◆ Extract provided
______
Re: Fix PR 53743 and other -freorder-blocks-and-partition failures (issue6823047)

2013-05-10 Thread Steven Bosscher
On Fri, May 10, 2013 at 11:10 PM, Jan Hubicka  wrote:
>> There shouldn't be any forwarder blocks in cfg layout mode. What did
>> you need this for?
>>
>> BTW2: We badly need to figure out a way to create test cases for FDO... :-(
>
> We have gcc.dg/tree-prof and friends.  What do you need to add?

Something to more easily reproduce bugs and derive test cases from them.

Ciao!
Steven


Re: Fix PR 53743 and other -freorder-blocks-and-partition failures (issue6823047)

2013-05-10 Thread Jan Hubicka
> There shouldn't be any forwarder blocks in cfg layout mode. What did
> you need this for?
> 
> BTW2: We badly need to figure out a way to create test cases for FDO... :-(

We have gcc.dg/tree-prof and friends.  What do you need to add?

Honza


Re: Fix PR 53743 and other -freorder-blocks-and-partition failures (issue6823047)

2013-05-10 Thread Steven Bosscher
On Fri, May 10, 2013 at 5:54 PM, Teresa Johnson wrote:
> The main issue I had here, and why I made this change, is that we go
> in and out of cfglayout mode several times after bb partitioning and
> then out_of_cfglayout. The problem was that when we subsequently went
> in and out of cfglayout mode, the switch text section notes that had
> been inserted by bbpart were getting messed up (they were moved into
> the bb header when we enter cfglayout mode and then not being
> transferred to the correct location upon exit).
>
> I investigated trying
> to keep those in sync, but it is really difficult/impossible to do
> during cfglayout mode when they are in the header. So I simply strip
> them out completely on entry to cfglayout mode, and if there were any
> there on entry, this change ensures that they are restored in the
> appropriate location upon exit. I'm not sure what is a good
> alternative?

The problem is that the note exists at all. I'd like to see the note
go away completely eventually (when we have a CFG all the way through
pass_final). As a stop-gap, we should not emit the note until
pass_free_cfg. Up to that point the basic blocks tell what partition
they're in, and all hot block and cold blocks should be in a sequence.
So during pass_free_cfg, just walk the basic blocks chain until
there's a partition change, and emit the note between those two
blocks.
______
◆ Exercise task A
List every person named with both a first and a last name in the mailing-list thread about PR 53743.
◆ Exercise task B
Translate this sentence from the PR 53743 thread into Spanish: "The problem is that the note exists at all."
◆ Exercise task C
Write the next few sentences of the mailing-list thread about PR 53743, picking up after its last sentence.
The records that follow are separate material, unrelated to the mailing-list thread above.
______
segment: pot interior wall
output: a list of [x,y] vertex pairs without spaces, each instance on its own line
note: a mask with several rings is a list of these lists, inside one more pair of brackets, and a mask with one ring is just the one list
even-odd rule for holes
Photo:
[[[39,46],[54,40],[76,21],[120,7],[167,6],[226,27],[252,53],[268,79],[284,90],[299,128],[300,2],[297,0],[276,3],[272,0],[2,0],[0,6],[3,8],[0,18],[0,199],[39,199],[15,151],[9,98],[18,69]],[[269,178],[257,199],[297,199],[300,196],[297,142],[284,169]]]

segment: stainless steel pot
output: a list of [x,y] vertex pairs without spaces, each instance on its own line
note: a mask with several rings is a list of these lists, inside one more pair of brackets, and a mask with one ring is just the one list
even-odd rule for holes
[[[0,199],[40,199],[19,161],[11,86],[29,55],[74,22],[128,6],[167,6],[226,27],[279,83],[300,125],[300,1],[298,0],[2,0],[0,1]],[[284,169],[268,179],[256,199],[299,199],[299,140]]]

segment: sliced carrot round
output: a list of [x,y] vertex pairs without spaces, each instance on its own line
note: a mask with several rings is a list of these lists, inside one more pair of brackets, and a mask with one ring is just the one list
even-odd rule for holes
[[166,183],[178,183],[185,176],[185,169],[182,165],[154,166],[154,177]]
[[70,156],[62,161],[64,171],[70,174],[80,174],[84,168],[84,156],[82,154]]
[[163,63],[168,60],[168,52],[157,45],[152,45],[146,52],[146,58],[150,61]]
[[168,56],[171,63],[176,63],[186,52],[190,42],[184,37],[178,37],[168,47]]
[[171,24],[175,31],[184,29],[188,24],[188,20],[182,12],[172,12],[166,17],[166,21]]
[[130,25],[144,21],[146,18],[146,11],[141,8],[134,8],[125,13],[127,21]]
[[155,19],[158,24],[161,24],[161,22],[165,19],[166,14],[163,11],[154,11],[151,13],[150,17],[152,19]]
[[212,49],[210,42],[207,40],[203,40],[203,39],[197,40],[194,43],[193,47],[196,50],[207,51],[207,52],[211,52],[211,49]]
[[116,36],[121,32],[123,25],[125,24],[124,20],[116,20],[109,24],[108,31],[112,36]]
______
◆ Written reply A
Steven Bosscher
Jan Hubicka
Teresa Johnson

◆ Written reply B
El problema es que la nota exista en absoluto.

◆ Written reply C
> I triggered the same error in 445.gobmk once I applied the
> thread_prologue_and_epilogue_insns fixes. This is an assert in the
> dwarf CFI code that complains about a NOTE_INSN_SWITCH_TEXTS_SECTION
> note not being preceeded by a barrier:

The problem here is that fixup_reorder_chain should force a jump for
basic blocks in one partition falling through to bb->next. That should
be dealt with in can_fallthru, which should return false if
BB_PARTITION (target) != BB_PARTITION (src).


> The correct solution in my opinion is to strip out the SWITCH note
> every time we enter cfglayout mode after bbro, and then invoke
> insert_section_boundary_note when leaving cfglayout (if one was found
> on entry to that cfglayout mode) to reapply it.

Please make the note go away completely before pass_free_cfg, and earn
greater admiration than Zeus. The note always was wrong, and now
you've shown it's also a problem.


>> * Fixup redirected edges that did not cross partitions before but
>> apparently do after redirection. This is not supposed to happen in the
>> first place, so fixing up any of this just papers over an error
>> elsewhere in the compiler.
>
> Looking back through the earlier email exchanges from last fall I
> found some discussion on this where I had found a couple places
> causing this to happen. Two were in
> thread_prologue_and_epilogue_insns: when we duplicated tail blocks or
> created a new block to hold a simple return, and redirected some of
> the edges to the new copy. In some cases this caused edges that were
> previously region crossing to become non-region crossing, and in other
> cases the reverse happened. I think there are a couple of other cases
> mentioned in the emails too, but I would need to do some more digging
> to find them all.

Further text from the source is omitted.